::: Provided material

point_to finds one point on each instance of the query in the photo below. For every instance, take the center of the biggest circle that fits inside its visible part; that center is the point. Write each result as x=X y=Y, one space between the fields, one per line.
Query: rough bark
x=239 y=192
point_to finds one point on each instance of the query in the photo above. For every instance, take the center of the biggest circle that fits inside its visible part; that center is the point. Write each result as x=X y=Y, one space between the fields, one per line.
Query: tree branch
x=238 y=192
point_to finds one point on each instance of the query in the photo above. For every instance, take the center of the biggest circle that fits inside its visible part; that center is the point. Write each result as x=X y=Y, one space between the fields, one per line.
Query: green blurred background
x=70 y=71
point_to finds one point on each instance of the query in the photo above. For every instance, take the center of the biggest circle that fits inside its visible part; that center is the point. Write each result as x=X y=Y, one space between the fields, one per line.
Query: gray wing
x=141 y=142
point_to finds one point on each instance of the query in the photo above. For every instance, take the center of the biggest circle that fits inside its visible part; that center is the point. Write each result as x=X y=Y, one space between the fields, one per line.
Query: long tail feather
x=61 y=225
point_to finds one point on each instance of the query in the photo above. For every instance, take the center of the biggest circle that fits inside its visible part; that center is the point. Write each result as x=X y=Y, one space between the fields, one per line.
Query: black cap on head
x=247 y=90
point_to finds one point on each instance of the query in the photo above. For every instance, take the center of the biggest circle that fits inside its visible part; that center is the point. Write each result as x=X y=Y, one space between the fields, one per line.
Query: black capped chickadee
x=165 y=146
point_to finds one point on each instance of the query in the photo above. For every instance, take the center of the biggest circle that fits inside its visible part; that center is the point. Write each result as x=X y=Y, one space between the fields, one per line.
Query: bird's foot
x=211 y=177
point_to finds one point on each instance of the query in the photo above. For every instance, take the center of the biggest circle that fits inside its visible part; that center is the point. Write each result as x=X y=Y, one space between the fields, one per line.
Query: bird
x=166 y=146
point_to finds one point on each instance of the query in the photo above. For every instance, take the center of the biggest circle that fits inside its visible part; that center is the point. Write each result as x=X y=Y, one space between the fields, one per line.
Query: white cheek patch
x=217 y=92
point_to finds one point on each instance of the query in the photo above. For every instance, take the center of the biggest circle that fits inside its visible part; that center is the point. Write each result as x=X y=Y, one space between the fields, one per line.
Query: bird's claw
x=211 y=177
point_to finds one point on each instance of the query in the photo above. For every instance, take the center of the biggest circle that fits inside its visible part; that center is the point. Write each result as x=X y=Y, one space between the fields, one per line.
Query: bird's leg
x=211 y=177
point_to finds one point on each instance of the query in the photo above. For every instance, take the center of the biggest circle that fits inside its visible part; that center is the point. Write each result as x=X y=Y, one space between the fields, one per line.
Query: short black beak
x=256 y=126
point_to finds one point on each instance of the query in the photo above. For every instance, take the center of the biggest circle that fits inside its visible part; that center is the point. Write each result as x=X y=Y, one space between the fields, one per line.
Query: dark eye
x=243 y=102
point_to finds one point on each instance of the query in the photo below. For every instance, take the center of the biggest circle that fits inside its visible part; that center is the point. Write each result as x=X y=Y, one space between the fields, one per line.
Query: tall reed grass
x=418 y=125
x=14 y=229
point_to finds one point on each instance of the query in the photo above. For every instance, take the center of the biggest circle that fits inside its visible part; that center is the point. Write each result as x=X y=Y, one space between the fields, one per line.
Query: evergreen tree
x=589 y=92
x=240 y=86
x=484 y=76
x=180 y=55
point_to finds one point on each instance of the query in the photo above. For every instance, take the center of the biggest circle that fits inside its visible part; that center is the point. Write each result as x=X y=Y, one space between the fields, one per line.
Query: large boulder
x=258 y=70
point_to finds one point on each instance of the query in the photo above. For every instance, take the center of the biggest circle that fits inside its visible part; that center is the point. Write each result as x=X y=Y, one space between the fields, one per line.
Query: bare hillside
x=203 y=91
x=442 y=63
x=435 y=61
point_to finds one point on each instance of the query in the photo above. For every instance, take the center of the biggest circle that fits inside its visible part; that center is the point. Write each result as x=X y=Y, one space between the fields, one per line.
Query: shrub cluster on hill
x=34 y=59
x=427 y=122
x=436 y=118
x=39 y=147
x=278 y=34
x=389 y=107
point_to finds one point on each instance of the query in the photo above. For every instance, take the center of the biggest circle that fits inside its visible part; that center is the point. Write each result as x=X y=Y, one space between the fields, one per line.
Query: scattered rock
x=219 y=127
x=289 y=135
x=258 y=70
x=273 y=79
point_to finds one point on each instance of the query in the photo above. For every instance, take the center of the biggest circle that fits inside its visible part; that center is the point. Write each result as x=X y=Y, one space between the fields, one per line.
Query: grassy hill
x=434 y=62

::::::

Job:
Each entry above is to be printed again exactly.

Exercise solution:
point_to finds one point on each instance of the query in the photo below. For every instance, take the center of the biggest circle that fits inside its visible part; that center is the point. Write each result as x=X y=Y, one space between the fields, one per line.
Query: rough bark
x=239 y=192
point_to finds one point on each instance of the query in the photo above. For every instance, take the center of the biggest circle that fits inside its visible part; that center is the point. Write each result as x=X y=Y, one space between the fields, one per line.
Query: tree branch
x=238 y=192
point_to finds one point on each instance of the query in the photo above. For every instance, take the center of the biggest circle that fits inside its visible part; that center is the point. Write each result as x=X y=Y, one space between the fields, one per line.
Query: green blurred background
x=70 y=71
point_to finds one point on each instance of the query in the photo above. For every instance, take the center of the biggest circle that fits inside its visible part; that center is the point. Write each result as x=X y=Y, one space between the fields, one per line.
Query: gray wing
x=141 y=142
point_to finds one point on each instance of the query in the photo above. For every instance, take the center of the biggest circle that fits inside its visible part; that center is the point. Write each result as x=X y=Y, one space between the fields, one per line.
Query: long tail feather
x=61 y=225
point_to finds one point on each instance of the query in the photo above. For every instance, take the center of the biggest circle that fits inside its visible part; that center is the point. Write each result as x=X y=Y, one space between the fields, one per line.
Query: black cap on head
x=247 y=90
point_to finds one point on each instance of the query in the photo above. For every instance, take the center of the biggest circle that fits inside its visible part; that center is the point. Write each result as x=X y=Y, one space between the fields, one per line.
Query: black capped chickadee
x=165 y=146
point_to finds one point on each instance of the query in the photo above. For every instance, take the center of the biggest circle that fits inside its visible part; that center is the point. Write each result as x=X y=Y, one space between the fields, one per line.
Query: bird's foot
x=211 y=177
point_to finds one point on each instance of the query in the photo above. For every instance, take the center of the biggest circle that fits inside its visible part; that center is the point. Write each result as x=X y=Y, one space between the fields, one per line.
Query: bird
x=166 y=146
point_to finds one point on each instance of the query in the photo above. For every instance, take the center of the biggest circle that fits inside its visible part; that center is the point. Write each result as x=X y=Y, one space between the fields, one per line.
Query: white cheek patch
x=217 y=92
point_to finds one point on each instance of the query in the photo above. For every instance, take the center of the biggest circle that fits inside its visible part; that center is the point. Write each result as x=X y=Y, one space between the fields, one per line.
Query: bird's claw
x=211 y=177
point_to finds one point on each instance of the query in the photo above. For every instance, take the center of the biggest circle that fits inside its visible part; that center is the point. Write each result as x=X y=Y, one space between the fields, one per line.
Query: bird's leg
x=211 y=177
point_to finds one point on each instance of the query in the photo above. For every instance, take the center of the biggest circle that fits inside its visible part; that center is the point. Write each result as x=X y=Y, one space between the fields, one per line.
Query: short black beak
x=256 y=126
point_to finds one point on each instance of the query in the photo above. For every instance, take the center of the biggest circle that fits inside its visible part; that center is the point. Write each result as x=X y=Y, one space between the fields, one per line.
Query: dark eye
x=243 y=102
point_to finds one point on each instance of the query in the photo below. For every instance, take the center of the biggest circle that fits inside its visible part; that center is the point. Write each result as x=X y=Y, one space between the fields, one per line.
Query: tall reed grass
x=418 y=125
x=14 y=229
point_to finds one point on each instance of the query in the photo above. For every instance, take the center of the biggest circle that fits inside its visible part; that center is the point. Write each result as x=X y=Y, one space between the fields, one per line.
Query: evergreen tree
x=589 y=92
x=240 y=86
x=484 y=76
x=180 y=55
point_to finds one point on each instance of the query in the photo above. For every instance, take the center of the biggest circle that fits inside its visible part; that center is the point. Write each result as x=X y=Y, one space between the fields, one per line.
Query: large boulder
x=258 y=70
point_to finds one point on each instance of the query in the photo above. For every instance, take the center of the biggest circle that fits inside its visible part; that center is the point. Write each result as x=X y=Y, one space between the fields, one per line.
Query: bare hillside
x=203 y=91
x=442 y=63
x=435 y=61
point_to finds one point on each instance of the query in the photo above. For every instance, take the center of the biggest circle that fits inside its visible part; that center is the point. Write each result as x=X y=Y, one space between the fields, one per line.
Query: shrub cluster on hill
x=34 y=59
x=427 y=122
x=436 y=118
x=39 y=147
x=278 y=34
x=389 y=107
point_to finds one point on each instance of the query in the photo above. For every instance, take the center of the biggest circle that fits inside its visible part; that center is the point. Write each result as x=X y=Y, one space between the fields, one per line.
Query: scattered rock
x=219 y=127
x=289 y=135
x=258 y=70
x=273 y=79
point_to finds one point on each instance of the query in the photo above. For every instance, take the center of the biggest circle that fits inside its visible part; that center is the point. Write each result as x=X y=Y, one space between the fields, one per line.
Query: grassy hill
x=434 y=62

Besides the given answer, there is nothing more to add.